Source text:

......

The resurrected Prime Minister’s Delivery Unit will only succeed if Boris Johnson gives it his full support and a focused remit

The resurrected Prime Minister’s Delivery Unit will only succeed if Boris Johnson gives it his full support and a focused remit, says Rhys Clyne

Boris Johnson has resurrected the Prime Minister’s Delivery Unit (PMDU), creating a new team in No.10 following Sir Michael Barber’s review into how the government can be more “focused, effective and efficient” at delivering its priorities. The review itself followed Johnson’s concerns that his – and his government’s – energy had been absorbed by the pandemic and Brexit at the expense of his wider agenda.

The PMDU – first deployed during Tony Blair’s premiership – is a tried and tested approach, and Boris Johnson is right to try to improve government delivery. However, Johnson should not view a revived PMDU as a way to delegate the difficult task of policy implementation. The new unit will only succeed if Johnson is personally involved from the outset – and if he gives it a focused to-do list rather than a vague mission. 

The prime minister needs to know what he wants to deliver before setting the PMDU to work

The original PMDU worked best when it was given clear policy priorities. As Blair’s chief adviser on delivery from 2001 to 2005, Barber led the unit’s work on specific targets related to education, crime, health and transport policy and, in doing so, helped to ensure that targets on school class size and NHS waiting times were met. The unit became less successful after Barber left government, with its resources spread thin across the full breadth of the government’s priorities.

A new PMDU needs to be given a few clear policy objectives, but its remit currently looks in danger of replicating the mistakes of those later New Labour years. The prime minister is reported to[1] want the new unit to focus on his two "repair agendas": "building back better" from coronavirus and "levelling up". However, both slogans cover a huge range of tasks and policies. "Building back better" might mean clearing public service backlogs, tackling education or health inequalities made worse by the pandemic, launching major new infrastructure projects or achieving net zero. Similarly, "levelling up" could include anything from regional investment programmes like the UK Shared Prosperity, Towns, and Levelling Up funds, to future transport projects.

The role of the PMDU is not to put flesh on the bones of vague political aspirations, but to push for achievement on specific aims. It also needs to be realistic about what it can achieve with its size and skills. The prime minister must pick a small number of clearly defined projects for the unit to work on and set out how their success will be defined. The new PMDU will fail if its remit is too sprawling.

......

Given information:
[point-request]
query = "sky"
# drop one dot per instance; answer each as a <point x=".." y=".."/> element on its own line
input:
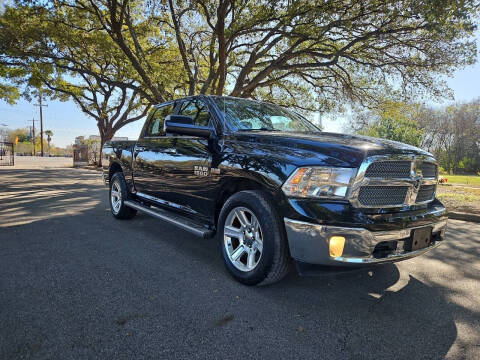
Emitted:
<point x="67" y="121"/>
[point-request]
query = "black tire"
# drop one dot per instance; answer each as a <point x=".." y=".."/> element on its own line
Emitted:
<point x="275" y="260"/>
<point x="123" y="212"/>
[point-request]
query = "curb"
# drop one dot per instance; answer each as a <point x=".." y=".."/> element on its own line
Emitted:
<point x="464" y="216"/>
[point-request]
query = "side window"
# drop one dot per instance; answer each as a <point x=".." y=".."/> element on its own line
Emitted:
<point x="155" y="124"/>
<point x="198" y="111"/>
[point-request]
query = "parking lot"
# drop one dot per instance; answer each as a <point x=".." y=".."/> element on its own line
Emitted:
<point x="75" y="283"/>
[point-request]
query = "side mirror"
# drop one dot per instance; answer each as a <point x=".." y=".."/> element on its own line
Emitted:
<point x="183" y="125"/>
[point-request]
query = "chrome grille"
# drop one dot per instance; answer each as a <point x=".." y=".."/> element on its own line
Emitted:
<point x="389" y="169"/>
<point x="429" y="169"/>
<point x="425" y="193"/>
<point x="382" y="195"/>
<point x="385" y="181"/>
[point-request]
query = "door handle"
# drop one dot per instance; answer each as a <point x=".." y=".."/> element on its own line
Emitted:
<point x="172" y="151"/>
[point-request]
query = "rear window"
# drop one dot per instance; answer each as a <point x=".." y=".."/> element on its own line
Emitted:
<point x="157" y="119"/>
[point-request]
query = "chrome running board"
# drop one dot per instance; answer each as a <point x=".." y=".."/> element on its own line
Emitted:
<point x="174" y="219"/>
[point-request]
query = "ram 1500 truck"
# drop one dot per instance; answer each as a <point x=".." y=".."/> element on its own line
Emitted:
<point x="274" y="189"/>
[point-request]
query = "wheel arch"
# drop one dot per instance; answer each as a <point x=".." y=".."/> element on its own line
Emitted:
<point x="234" y="185"/>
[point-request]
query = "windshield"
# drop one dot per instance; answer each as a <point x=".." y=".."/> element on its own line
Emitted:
<point x="249" y="115"/>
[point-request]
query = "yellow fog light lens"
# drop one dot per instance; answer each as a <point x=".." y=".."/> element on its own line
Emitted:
<point x="336" y="246"/>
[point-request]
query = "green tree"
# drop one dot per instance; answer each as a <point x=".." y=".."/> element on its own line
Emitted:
<point x="62" y="53"/>
<point x="303" y="53"/>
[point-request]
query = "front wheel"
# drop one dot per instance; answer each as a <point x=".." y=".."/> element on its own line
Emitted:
<point x="118" y="195"/>
<point x="253" y="240"/>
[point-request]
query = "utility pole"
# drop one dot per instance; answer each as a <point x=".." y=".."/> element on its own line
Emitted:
<point x="41" y="120"/>
<point x="33" y="134"/>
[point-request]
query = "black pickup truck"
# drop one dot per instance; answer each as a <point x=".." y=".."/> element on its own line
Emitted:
<point x="274" y="189"/>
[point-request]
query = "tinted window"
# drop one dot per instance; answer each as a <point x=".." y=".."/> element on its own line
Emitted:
<point x="198" y="111"/>
<point x="155" y="124"/>
<point x="246" y="115"/>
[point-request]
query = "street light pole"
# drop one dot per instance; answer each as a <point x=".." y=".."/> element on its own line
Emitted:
<point x="41" y="121"/>
<point x="33" y="134"/>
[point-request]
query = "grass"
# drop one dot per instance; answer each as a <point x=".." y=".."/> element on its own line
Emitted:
<point x="463" y="179"/>
<point x="460" y="198"/>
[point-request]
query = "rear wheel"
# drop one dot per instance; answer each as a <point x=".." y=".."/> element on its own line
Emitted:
<point x="118" y="194"/>
<point x="253" y="241"/>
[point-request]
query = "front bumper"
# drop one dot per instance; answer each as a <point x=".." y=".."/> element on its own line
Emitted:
<point x="309" y="243"/>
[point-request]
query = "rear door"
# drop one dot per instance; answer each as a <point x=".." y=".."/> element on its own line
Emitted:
<point x="150" y="153"/>
<point x="187" y="167"/>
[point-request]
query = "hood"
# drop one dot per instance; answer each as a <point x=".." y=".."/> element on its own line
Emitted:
<point x="333" y="148"/>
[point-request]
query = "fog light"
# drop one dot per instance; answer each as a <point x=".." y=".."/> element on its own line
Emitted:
<point x="336" y="244"/>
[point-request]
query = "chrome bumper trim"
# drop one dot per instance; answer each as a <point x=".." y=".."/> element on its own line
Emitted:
<point x="309" y="243"/>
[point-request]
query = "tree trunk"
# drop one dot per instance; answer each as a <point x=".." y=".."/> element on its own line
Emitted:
<point x="105" y="135"/>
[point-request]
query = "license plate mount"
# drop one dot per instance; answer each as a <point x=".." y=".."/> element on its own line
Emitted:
<point x="420" y="239"/>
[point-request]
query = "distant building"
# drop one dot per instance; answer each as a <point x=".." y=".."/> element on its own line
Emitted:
<point x="79" y="140"/>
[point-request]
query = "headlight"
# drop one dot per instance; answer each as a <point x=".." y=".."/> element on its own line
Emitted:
<point x="318" y="182"/>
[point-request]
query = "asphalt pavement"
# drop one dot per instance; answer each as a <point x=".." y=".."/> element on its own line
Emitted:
<point x="77" y="284"/>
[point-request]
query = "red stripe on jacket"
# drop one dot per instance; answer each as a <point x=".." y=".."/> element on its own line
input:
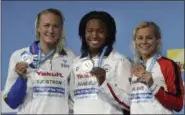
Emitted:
<point x="173" y="99"/>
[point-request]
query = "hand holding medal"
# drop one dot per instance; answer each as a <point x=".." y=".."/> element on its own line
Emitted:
<point x="99" y="72"/>
<point x="26" y="60"/>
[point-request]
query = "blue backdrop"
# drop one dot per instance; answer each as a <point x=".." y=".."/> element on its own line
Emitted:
<point x="18" y="23"/>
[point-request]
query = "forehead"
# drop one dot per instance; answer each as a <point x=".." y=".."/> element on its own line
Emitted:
<point x="145" y="31"/>
<point x="95" y="23"/>
<point x="49" y="17"/>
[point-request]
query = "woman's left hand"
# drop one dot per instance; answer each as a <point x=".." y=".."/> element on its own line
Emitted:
<point x="100" y="74"/>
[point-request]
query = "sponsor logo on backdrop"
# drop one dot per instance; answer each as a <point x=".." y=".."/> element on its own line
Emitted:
<point x="178" y="56"/>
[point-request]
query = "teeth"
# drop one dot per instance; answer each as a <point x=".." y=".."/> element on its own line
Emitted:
<point x="94" y="42"/>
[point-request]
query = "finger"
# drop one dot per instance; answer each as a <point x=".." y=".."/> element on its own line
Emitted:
<point x="21" y="65"/>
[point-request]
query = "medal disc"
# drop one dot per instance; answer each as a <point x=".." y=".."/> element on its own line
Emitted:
<point x="87" y="65"/>
<point x="27" y="57"/>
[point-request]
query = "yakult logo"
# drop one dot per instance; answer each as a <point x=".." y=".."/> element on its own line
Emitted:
<point x="53" y="74"/>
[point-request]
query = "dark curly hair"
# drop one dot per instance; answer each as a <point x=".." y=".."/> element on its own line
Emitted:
<point x="107" y="19"/>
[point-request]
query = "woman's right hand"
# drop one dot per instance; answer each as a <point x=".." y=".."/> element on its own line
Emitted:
<point x="21" y="68"/>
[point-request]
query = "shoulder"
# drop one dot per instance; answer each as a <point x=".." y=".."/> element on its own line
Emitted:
<point x="18" y="52"/>
<point x="167" y="64"/>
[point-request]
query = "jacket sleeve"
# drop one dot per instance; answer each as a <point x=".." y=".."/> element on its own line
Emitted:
<point x="173" y="97"/>
<point x="117" y="91"/>
<point x="71" y="92"/>
<point x="15" y="86"/>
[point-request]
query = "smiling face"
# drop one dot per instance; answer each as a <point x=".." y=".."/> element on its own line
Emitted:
<point x="95" y="34"/>
<point x="49" y="28"/>
<point x="146" y="42"/>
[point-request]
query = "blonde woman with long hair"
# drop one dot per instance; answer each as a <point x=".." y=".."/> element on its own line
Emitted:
<point x="37" y="81"/>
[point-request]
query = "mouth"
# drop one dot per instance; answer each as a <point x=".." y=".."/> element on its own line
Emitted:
<point x="94" y="42"/>
<point x="145" y="47"/>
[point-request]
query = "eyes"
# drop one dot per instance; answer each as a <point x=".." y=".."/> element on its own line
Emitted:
<point x="99" y="31"/>
<point x="48" y="25"/>
<point x="142" y="38"/>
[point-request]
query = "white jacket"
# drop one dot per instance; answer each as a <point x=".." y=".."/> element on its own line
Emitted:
<point x="47" y="86"/>
<point x="109" y="98"/>
<point x="164" y="96"/>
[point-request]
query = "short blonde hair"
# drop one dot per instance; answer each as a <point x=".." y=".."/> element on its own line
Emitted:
<point x="61" y="41"/>
<point x="157" y="33"/>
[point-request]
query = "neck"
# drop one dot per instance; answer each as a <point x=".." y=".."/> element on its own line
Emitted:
<point x="46" y="48"/>
<point x="146" y="57"/>
<point x="94" y="53"/>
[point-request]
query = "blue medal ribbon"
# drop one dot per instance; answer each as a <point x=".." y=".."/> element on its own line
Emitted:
<point x="101" y="56"/>
<point x="42" y="59"/>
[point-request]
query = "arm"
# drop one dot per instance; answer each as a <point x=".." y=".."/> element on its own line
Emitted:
<point x="173" y="98"/>
<point x="71" y="92"/>
<point x="117" y="92"/>
<point x="15" y="87"/>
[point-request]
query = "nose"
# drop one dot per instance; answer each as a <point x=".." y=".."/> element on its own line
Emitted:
<point x="94" y="34"/>
<point x="144" y="40"/>
<point x="51" y="29"/>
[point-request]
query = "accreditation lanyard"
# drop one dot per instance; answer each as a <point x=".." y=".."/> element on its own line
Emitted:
<point x="154" y="59"/>
<point x="100" y="58"/>
<point x="42" y="59"/>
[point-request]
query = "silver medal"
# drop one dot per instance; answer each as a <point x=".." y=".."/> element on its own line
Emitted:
<point x="27" y="57"/>
<point x="87" y="66"/>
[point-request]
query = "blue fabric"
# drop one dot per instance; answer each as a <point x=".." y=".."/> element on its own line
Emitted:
<point x="17" y="93"/>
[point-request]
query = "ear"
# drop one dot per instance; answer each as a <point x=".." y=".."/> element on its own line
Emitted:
<point x="158" y="41"/>
<point x="38" y="29"/>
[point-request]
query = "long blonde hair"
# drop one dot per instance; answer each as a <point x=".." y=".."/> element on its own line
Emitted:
<point x="157" y="35"/>
<point x="61" y="41"/>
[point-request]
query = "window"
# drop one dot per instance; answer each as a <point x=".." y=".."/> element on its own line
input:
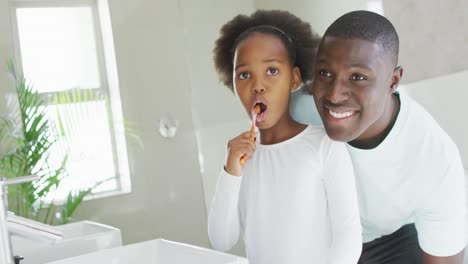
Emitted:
<point x="64" y="51"/>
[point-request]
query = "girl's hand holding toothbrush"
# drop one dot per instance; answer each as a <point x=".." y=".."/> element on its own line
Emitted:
<point x="241" y="148"/>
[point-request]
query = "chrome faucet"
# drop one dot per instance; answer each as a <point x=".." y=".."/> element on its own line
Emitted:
<point x="6" y="253"/>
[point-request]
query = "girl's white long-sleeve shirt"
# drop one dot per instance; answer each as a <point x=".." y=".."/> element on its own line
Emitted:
<point x="295" y="203"/>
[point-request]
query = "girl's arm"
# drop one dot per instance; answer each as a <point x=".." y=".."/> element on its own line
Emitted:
<point x="223" y="218"/>
<point x="343" y="206"/>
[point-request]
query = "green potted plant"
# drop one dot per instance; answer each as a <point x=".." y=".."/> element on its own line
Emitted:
<point x="27" y="138"/>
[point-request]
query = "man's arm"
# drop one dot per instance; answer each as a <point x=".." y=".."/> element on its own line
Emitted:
<point x="456" y="259"/>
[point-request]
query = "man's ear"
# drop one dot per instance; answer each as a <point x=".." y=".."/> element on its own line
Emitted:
<point x="396" y="77"/>
<point x="296" y="79"/>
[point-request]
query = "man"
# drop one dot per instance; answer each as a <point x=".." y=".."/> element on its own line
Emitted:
<point x="409" y="175"/>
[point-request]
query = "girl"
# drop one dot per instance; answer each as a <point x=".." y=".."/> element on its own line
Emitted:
<point x="293" y="199"/>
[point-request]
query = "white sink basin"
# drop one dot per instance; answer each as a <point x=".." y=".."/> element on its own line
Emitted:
<point x="158" y="251"/>
<point x="77" y="239"/>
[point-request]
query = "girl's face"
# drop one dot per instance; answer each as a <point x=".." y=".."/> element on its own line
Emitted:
<point x="263" y="75"/>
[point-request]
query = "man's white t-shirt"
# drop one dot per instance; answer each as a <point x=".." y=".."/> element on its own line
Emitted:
<point x="414" y="176"/>
<point x="296" y="203"/>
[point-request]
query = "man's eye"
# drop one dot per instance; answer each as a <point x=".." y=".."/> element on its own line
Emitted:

......

Tasks:
A. According to the article on the Prime Minister's Delivery Unit, which two targets did the original unit help ensure were met under Barber?
B. Carry on the article about the Prime Minister's Delivery Unit, starting after its final sentence.
The listing has no connection to the article.

Your written answers:
A. Targets on school class size and NHS waiting times.

B.
The unit needs to support ministers and their departments, not just mark their homework

As well as its purpose, the new PMDU also needs to replicate the successful methods of its previous incarnation. Johnson has been accused of trying to centralise too much government business in Downing Street, weakening departments through, for example, No.10’s management of special advisers or the planned centralisation of communications. But the lessons of the PMDU show that centralisation has its limits. It worked best when it worked with ministers and their departments, rather than working around or against them.

The primary responsibility to implement government plans sits with departments, and the new delivery unit will fail if it tries to manage major programmes entirely from No.10 and the Cabinet Office. It should not see its job only as marking ministers’ homework, telling them to work faster or refocus their efforts, but should show departments how it can add value. This will only happen if ministers recognise that the unit has expert problem-solving and delivery skills to add to their department’s existing capabilities. This will be helped by the appointment of Dr Emily Lawson – who led the NHS’s delivery of the vaccine rollout – to head up the team, but it also needs to build supportive relationships with departments, contribute the capacity of knowledgeable officials in crucial areas, and connect departments to other parts of Whitehall and the wider public sector. And it must avoid duplicating the work of others: at the moment it is not at all clear how the unit will work alongside the existing Implementation Unit, the successor to the PMDU created by David Cameron.

The PMDU should also be wary of creating perverse incentives through its interventions, such as in the early 2000s when parts of the NHS were accused of meeting targets for waiting times by cancelling other  appointments. The new unit should proactively use its clout to remove cross-cutting barriers, convene and co-ordinate key projects that span multiple departments. The aim should always be to strengthen ministers’ capacity to deliver rather than sidelining them. This is the best use it can make of the prime minister’s authority.

The prime minister must give the unit his attention, not just his title

The original PMDU worked because it enjoyed the personal patronage and close involvement of Blair himself, who made clear that it acted on his authority and regularly participated in its ‘stocktake’ meetings with departments. On becoming prime minister in 2007, Gordon Brown thought the unit was a "creature of Tony Blair", disengaged and moved the unit into the Treasury. This weakened the unit's impact.

Johnson will need to dedicate time to support the PDMU; keeping up to speed on the detail of policies being pursued and, where necessary, holding departments’ feet to the fire. If he does not do this, it could become ‘Michael Gove’s Delivery Unit’, lacking prime ministerial authority and not so closely tied to Johnson’s priorities. If Gove is seen as the real powerhouse driving the government’s priorities this might still allow the unit to unblock delivery across Whitehall. But what happens when Johnson decides to jump in and give conflicting messages? Or when other parts of No.10 and the Cabinet Office compete with the PMDU for ownership of certain priorities? Without Johnson’s personal authority and attention, he might find the team adds to his problems rather than helping to solve them. 

The PMDU could help Johnson make progress on his agenda, but it is no substitute for setting clear policy priorities or appointing a cabinet capable of delivering them. If the prime minister wants his government to make better progress he needs to lead from the front.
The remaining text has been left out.